>> START Data supplied

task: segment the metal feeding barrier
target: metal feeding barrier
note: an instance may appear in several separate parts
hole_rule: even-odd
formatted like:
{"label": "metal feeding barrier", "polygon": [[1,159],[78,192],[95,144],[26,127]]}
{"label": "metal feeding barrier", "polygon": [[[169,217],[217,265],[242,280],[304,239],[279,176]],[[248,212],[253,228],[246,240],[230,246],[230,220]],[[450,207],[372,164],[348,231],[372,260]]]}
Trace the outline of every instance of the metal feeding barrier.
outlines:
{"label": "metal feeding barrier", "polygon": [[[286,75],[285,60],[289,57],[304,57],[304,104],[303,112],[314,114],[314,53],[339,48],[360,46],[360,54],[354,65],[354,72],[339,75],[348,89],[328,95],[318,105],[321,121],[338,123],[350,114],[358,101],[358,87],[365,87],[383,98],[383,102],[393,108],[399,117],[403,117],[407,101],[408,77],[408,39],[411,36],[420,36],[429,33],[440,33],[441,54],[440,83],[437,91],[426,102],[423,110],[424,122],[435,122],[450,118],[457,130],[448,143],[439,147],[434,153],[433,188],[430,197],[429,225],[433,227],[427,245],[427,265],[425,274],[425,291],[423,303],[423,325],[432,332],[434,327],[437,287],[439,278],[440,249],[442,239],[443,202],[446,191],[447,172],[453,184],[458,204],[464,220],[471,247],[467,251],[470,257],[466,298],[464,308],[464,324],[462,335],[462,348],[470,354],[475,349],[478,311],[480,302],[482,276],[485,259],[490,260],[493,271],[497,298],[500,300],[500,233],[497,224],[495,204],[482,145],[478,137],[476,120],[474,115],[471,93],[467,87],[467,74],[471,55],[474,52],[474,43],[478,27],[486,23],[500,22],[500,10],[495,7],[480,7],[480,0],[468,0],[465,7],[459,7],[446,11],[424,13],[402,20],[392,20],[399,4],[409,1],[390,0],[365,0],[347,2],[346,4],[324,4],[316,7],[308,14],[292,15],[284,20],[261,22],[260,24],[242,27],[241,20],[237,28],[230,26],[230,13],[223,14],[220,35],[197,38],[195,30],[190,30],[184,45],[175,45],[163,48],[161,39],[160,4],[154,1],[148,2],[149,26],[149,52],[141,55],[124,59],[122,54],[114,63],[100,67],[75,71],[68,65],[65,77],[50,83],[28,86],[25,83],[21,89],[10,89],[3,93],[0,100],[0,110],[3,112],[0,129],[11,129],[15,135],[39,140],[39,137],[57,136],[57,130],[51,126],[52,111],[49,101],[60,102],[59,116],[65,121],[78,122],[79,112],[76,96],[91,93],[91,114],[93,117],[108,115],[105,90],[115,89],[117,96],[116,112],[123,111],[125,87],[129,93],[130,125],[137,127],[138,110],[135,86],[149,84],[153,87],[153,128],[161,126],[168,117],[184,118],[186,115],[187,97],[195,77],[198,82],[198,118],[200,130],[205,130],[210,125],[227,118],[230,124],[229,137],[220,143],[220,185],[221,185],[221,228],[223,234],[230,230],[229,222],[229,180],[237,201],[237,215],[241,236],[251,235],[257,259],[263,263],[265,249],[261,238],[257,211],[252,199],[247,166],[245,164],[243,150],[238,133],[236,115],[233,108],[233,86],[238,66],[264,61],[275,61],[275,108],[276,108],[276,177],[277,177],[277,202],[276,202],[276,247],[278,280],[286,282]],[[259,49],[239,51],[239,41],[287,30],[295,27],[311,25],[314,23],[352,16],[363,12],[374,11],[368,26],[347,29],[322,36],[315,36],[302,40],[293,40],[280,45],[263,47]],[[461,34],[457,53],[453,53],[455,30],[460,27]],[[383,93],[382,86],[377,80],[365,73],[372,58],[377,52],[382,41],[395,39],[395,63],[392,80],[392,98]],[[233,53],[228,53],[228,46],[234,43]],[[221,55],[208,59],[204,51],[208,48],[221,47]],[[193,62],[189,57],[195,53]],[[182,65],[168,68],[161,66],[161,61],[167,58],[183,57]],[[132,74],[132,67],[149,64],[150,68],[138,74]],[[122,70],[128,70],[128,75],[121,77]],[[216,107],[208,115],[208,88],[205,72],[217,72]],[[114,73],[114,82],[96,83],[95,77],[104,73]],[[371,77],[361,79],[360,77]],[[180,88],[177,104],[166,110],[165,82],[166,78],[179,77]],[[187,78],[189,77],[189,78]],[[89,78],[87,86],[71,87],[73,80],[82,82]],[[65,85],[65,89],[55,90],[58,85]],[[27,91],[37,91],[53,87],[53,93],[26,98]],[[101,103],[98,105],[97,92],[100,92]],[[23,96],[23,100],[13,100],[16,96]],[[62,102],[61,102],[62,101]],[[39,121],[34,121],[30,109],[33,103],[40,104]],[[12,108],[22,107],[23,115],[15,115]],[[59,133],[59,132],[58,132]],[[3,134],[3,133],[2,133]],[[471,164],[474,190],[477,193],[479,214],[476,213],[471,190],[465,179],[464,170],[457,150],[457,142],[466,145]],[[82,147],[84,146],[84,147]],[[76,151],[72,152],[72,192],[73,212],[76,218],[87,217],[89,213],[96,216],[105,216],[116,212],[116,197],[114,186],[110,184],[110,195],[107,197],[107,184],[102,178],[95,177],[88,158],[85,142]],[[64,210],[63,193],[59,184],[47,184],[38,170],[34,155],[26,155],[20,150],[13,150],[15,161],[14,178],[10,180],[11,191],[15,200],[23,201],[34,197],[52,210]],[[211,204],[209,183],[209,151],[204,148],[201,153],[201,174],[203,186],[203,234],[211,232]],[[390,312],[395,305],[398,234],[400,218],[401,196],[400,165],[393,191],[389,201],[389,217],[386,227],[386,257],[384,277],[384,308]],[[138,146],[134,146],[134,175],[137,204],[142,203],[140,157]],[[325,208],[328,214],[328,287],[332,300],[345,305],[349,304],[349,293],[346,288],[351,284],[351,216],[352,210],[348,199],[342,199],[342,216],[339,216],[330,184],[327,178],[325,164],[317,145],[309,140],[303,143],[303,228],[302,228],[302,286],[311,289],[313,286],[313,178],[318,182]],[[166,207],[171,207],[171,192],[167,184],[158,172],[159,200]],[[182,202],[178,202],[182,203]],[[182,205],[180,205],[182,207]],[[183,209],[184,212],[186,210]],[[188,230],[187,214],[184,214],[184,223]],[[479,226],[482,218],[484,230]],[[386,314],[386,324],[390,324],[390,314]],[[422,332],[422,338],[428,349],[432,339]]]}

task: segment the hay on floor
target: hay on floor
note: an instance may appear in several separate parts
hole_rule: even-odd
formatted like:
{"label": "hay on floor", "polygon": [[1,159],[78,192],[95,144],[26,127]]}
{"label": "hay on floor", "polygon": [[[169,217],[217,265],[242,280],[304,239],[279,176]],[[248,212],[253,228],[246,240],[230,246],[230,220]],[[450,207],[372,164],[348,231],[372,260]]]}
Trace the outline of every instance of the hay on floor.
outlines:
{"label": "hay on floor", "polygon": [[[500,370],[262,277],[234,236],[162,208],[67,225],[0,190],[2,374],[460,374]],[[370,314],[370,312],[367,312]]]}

>> END Data supplied

**Task brief**. Pick out every line in the records above that contains the word "Trace" and copy each one, treating uppercase and lowercase letters as different.

**Task result**.
Trace the outline of every instance of the metal feeding barrier.
Trace the outline of every instance of the hay on floor.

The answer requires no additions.